Meteorological history
- Formed: November 24, 1950
- Dissipated: November 30, 1950

Category 5 "Extreme" blizzard
- Regional snowfall index: 34.69 (NOAA)
- Lowest pressure: 978 mbar (hPa); 28.88 inHg
- Max. snowfall: 57 inches (140 cm)

Overall effects
- Fatalities: 383
- Damage: $66.7 million (1950 dollars)
- Areas affected: Eastern United States Southeast Canada

= Great Appalachian Storm of 1950 =

Extratropical cyclone

The Great Appalachian Storm of November 1950 was a large extratropical cyclone which moved through the Eastern United States, causing blizzard conditions along the western slopes of the Appalachian Mountains and significant winds and heavy rainfall east of the mountains. Hurricane-force winds, peaking at 110 mph in Concord, New Hampshire, and 160 mph in the highlands of New England, disrupted power to 1 million customers during the event.

In all, the storm impacted 22 states, killing 383 people, injuring over 160, and causing US$66.7 million in damage. U.S. insurance companies paid out more money to their policy holders for damage resulting from the cyclone than for any previous storm or hurricane at the time. The cyclone is also one of only twenty-six storms to rank as a Category 5 on the regional snowfall index.

RECORD SET:
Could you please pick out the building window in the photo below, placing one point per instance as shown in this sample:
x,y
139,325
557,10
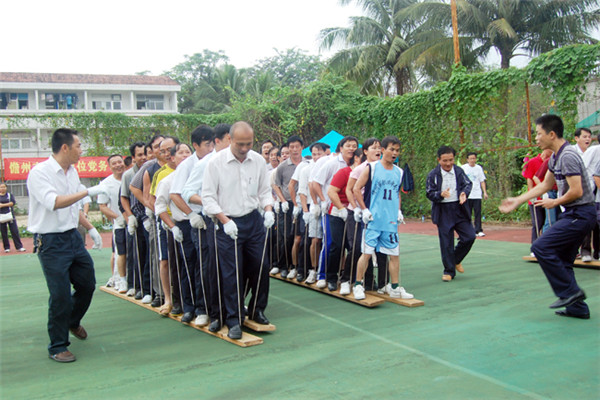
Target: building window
x,y
150,102
16,142
14,101
106,102
60,101
18,188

WORK ORDER:
Answer these from the storm text:
1. In which city did winds peak at 110 mph?
2. How many states did the storm impact?
3. What was the storm's lowest pressure in millibars?
Rely only on the storm text to answer, not on the listing.

YOUR SOLUTION:
1. Concord, New Hampshire
2. 22
3. 978 mbar